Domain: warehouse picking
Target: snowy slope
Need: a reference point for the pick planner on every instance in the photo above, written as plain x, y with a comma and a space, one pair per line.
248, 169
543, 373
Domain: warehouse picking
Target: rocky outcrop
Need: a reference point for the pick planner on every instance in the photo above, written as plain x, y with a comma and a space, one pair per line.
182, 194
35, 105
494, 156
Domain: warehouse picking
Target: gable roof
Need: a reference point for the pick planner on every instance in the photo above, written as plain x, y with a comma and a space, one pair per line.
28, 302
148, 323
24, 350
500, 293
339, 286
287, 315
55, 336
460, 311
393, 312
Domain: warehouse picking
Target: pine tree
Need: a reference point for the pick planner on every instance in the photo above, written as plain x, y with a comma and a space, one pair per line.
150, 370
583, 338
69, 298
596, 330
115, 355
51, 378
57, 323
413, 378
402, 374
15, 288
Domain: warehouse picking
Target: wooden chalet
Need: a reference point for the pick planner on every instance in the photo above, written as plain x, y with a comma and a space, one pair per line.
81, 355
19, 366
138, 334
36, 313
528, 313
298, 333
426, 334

* * *

**WHAT NEEDS TO BE DONE:**
Can you convert the rows above into a two-column CSV with the headers instruction and response, one line per row? Put each row's text and its answer in their own quoted fields, and replace line breaks with spaces.

**SOLUTION FOR THIS TASK:**
instruction,response
"Domain: warehouse picking Target: snowy slope Need: a reference point for the pick planner on every instance in the photo above, written as plain x, y with a comma and a space, one pair per line.","248, 169 543, 373"
"Domain: warehouse picking Target: rocky outcrop Need: a reference point for the pick planner on every instance in the photo above, written as plain x, y with a comma and a space, one pair per line.","182, 194 35, 105 494, 156"
"Domain: warehouse picking Target: gable roof Need: a reference point for the pick planner on every instance in the photo above, written as plain x, y with a comma and a space, one pair per line.","28, 302 148, 323 24, 350 500, 293 339, 286 287, 315 55, 336 460, 311 393, 312"
"Domain: warehouse picking Target: pine tree Need: a reference point for the pick planner on every instance in the photo above, written as plain x, y with a comma and a space, one pair per line.","150, 370 583, 338 69, 298 596, 330 115, 355 51, 378 57, 323 413, 378 402, 374 15, 288"
"Domain: warehouse picking Target: wooden chalet Need: a reference point for the pick planner on every instance in the photo above, written as plain x, y with a comma and a space, one pair per line.","81, 355 19, 366 138, 334 36, 313 528, 313 298, 333 426, 334"